=== RECORDS FOR THE TASK ===

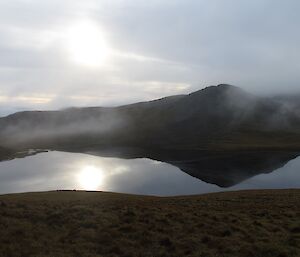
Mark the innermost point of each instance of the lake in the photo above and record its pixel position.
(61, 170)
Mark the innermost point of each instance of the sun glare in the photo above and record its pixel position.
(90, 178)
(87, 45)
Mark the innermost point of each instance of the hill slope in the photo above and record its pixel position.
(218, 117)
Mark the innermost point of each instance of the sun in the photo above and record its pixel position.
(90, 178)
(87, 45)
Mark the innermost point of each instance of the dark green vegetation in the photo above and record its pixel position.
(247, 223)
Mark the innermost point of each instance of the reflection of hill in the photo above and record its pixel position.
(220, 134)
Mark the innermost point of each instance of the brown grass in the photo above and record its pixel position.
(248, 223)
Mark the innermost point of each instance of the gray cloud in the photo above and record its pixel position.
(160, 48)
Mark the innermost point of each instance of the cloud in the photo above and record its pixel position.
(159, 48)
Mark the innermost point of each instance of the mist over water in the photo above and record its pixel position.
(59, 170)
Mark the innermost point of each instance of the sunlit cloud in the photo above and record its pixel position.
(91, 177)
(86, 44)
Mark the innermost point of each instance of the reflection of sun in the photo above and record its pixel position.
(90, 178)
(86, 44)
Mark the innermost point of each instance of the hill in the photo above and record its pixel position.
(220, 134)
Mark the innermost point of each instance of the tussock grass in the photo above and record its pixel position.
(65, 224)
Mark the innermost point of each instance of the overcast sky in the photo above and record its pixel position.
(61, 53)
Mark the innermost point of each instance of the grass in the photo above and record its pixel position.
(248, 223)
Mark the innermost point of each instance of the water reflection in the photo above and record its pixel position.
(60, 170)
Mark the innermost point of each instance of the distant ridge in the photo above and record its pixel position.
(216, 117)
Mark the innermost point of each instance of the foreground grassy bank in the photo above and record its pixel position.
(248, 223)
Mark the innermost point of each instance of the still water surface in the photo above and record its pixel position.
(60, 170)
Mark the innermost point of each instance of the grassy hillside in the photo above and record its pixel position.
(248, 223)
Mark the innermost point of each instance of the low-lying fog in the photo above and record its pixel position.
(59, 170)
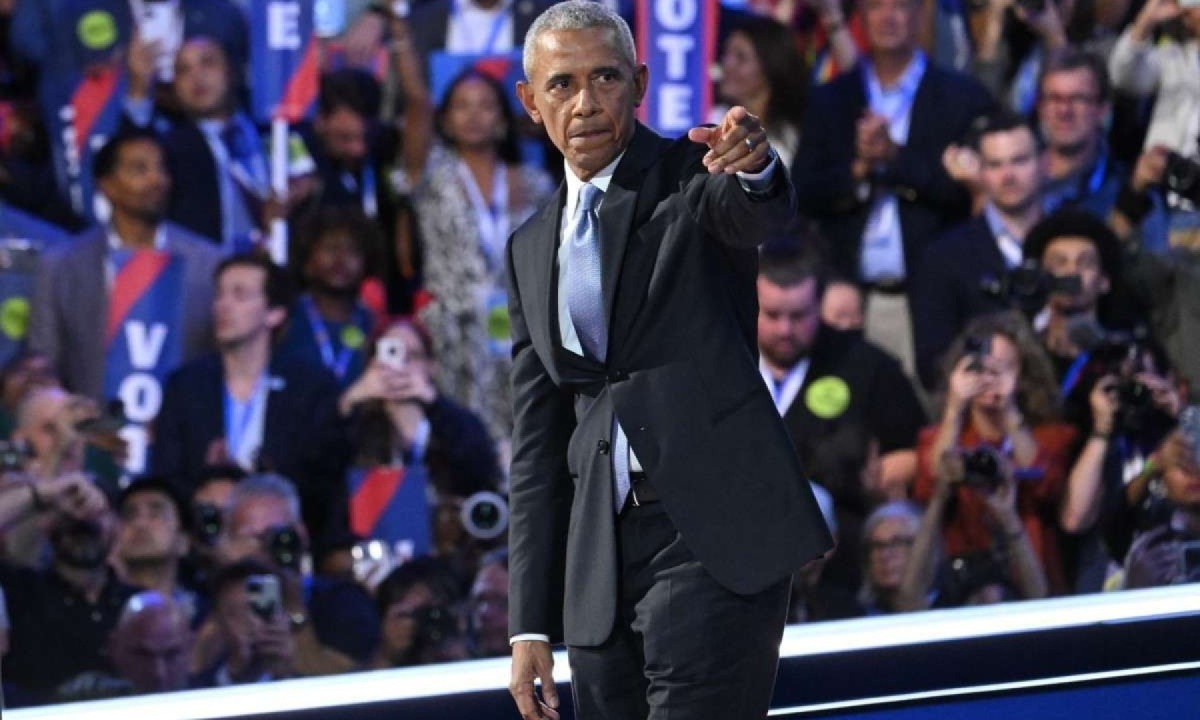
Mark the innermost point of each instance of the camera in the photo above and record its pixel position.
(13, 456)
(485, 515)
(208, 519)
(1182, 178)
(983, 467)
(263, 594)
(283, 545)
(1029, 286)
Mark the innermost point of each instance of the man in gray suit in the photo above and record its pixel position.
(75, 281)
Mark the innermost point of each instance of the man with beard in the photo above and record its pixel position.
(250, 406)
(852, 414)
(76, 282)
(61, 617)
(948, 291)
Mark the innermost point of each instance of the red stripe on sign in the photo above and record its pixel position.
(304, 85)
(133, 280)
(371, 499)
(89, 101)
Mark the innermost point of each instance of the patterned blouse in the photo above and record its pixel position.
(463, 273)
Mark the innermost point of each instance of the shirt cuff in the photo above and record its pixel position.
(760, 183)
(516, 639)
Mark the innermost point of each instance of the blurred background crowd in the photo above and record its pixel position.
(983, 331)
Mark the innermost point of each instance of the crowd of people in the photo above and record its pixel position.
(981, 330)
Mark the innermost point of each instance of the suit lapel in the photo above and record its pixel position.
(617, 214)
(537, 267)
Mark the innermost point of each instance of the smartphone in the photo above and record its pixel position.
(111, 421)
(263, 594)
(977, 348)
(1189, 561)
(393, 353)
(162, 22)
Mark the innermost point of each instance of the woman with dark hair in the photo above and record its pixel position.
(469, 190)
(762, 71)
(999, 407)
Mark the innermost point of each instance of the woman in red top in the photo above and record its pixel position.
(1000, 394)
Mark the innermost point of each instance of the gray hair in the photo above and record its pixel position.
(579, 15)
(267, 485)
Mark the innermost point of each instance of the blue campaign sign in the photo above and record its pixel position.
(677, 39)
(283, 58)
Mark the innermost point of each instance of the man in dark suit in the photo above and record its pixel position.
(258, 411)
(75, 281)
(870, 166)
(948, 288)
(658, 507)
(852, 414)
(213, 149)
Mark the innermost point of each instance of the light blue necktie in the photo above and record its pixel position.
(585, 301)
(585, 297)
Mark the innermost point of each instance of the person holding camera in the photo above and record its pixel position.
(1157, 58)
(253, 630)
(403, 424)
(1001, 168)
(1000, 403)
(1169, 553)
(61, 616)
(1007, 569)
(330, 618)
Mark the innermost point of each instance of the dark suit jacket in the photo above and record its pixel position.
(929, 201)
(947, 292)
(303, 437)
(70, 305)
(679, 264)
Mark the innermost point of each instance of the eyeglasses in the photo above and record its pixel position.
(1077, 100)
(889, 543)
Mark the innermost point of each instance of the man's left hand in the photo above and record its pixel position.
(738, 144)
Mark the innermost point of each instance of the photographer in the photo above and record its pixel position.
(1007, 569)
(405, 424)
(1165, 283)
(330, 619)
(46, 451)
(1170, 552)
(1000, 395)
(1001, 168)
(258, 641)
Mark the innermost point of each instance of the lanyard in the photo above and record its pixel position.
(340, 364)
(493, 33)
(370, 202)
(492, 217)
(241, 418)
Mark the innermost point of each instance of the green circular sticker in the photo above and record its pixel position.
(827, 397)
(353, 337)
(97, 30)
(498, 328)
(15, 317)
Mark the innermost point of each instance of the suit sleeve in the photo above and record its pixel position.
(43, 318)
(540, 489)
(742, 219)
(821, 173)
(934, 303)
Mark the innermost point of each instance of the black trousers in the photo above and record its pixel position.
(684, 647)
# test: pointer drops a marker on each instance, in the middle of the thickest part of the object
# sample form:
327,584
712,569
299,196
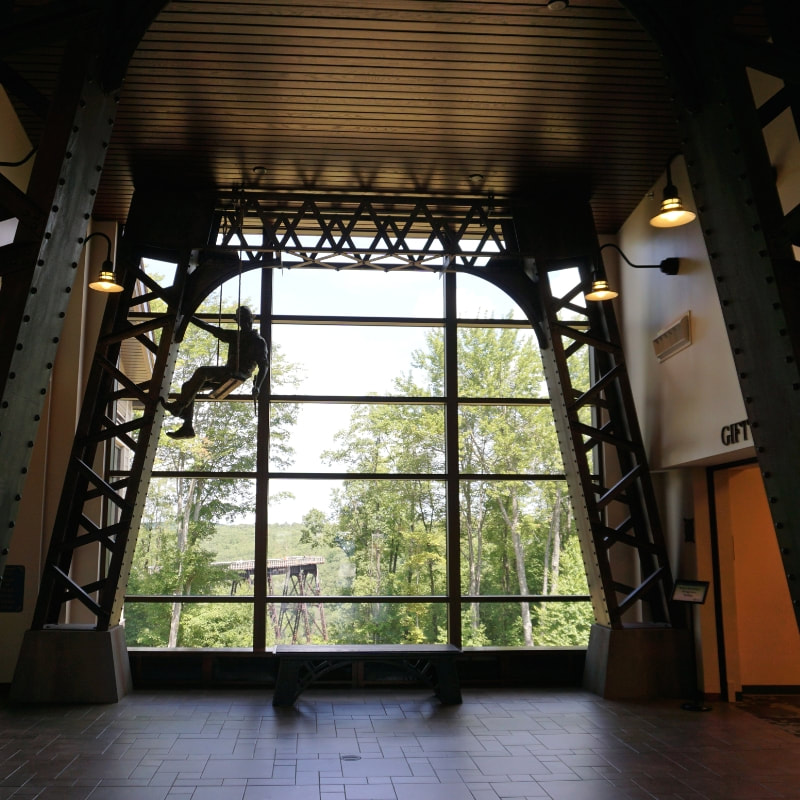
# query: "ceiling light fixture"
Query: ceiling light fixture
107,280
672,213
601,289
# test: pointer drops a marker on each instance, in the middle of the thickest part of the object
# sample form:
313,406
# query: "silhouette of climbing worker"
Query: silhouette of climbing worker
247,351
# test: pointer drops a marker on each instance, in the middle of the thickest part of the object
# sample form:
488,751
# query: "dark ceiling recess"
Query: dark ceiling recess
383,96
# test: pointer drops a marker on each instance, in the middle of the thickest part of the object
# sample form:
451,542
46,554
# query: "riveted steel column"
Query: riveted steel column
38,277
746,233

===
=== RECORDS FOR THE TASK ===

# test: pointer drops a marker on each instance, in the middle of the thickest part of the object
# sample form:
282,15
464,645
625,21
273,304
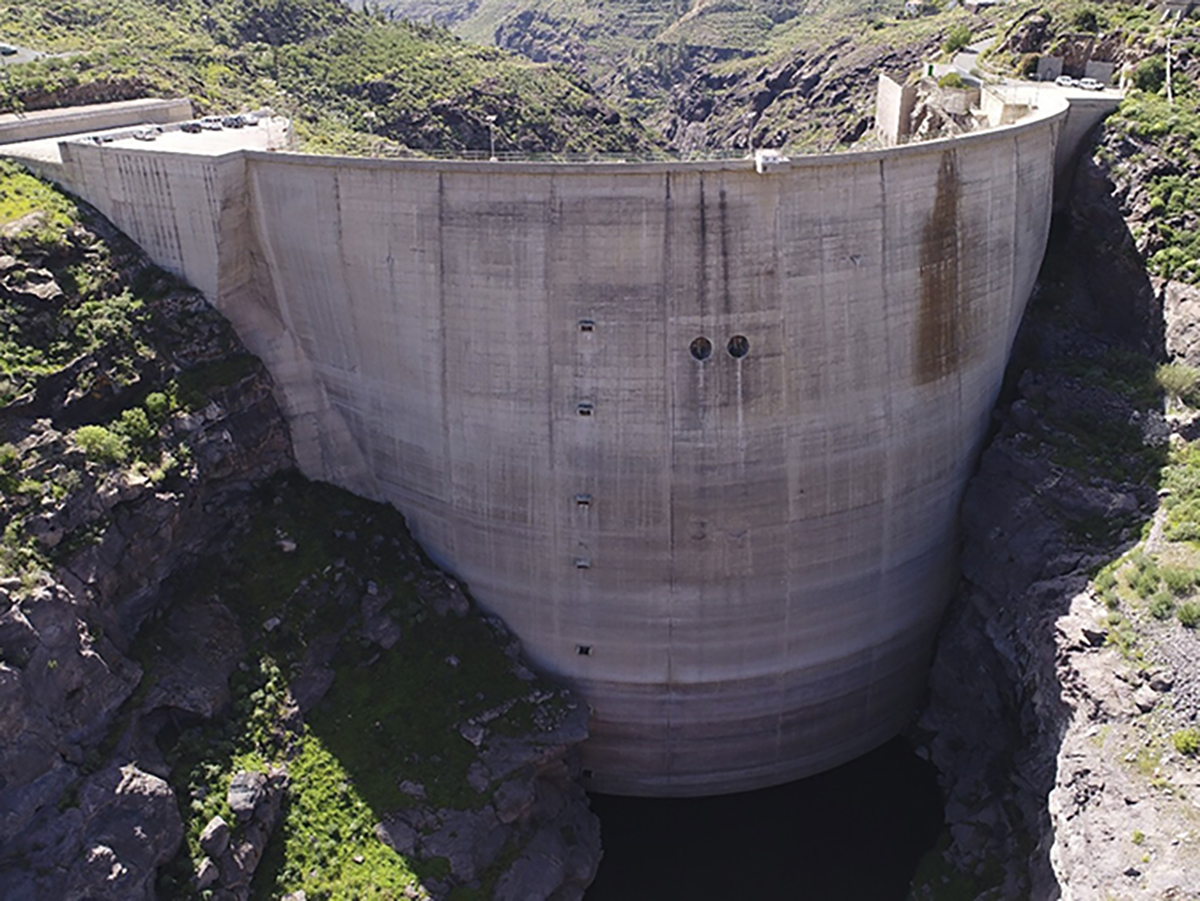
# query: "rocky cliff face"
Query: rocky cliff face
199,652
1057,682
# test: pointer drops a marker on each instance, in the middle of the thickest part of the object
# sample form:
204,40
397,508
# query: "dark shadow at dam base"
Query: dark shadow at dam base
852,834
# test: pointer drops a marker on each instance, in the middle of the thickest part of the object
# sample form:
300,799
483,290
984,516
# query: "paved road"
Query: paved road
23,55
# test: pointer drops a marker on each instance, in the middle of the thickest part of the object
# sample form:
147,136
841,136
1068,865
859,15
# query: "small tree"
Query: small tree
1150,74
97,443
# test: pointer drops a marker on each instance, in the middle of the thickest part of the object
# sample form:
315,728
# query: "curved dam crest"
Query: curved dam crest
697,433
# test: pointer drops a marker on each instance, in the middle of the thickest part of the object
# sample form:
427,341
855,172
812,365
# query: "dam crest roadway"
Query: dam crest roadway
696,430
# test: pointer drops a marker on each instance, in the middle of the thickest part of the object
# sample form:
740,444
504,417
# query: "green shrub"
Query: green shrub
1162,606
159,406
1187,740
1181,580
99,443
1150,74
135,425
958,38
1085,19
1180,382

===

• [REQUEST]: Show every line of the material above that contains the word "silhouette", treating uppercase and lowercase as different.

• [EXERCISE RESPONSE]:
# query: "silhouette of climbing worker"
Query: silhouette of climbing worker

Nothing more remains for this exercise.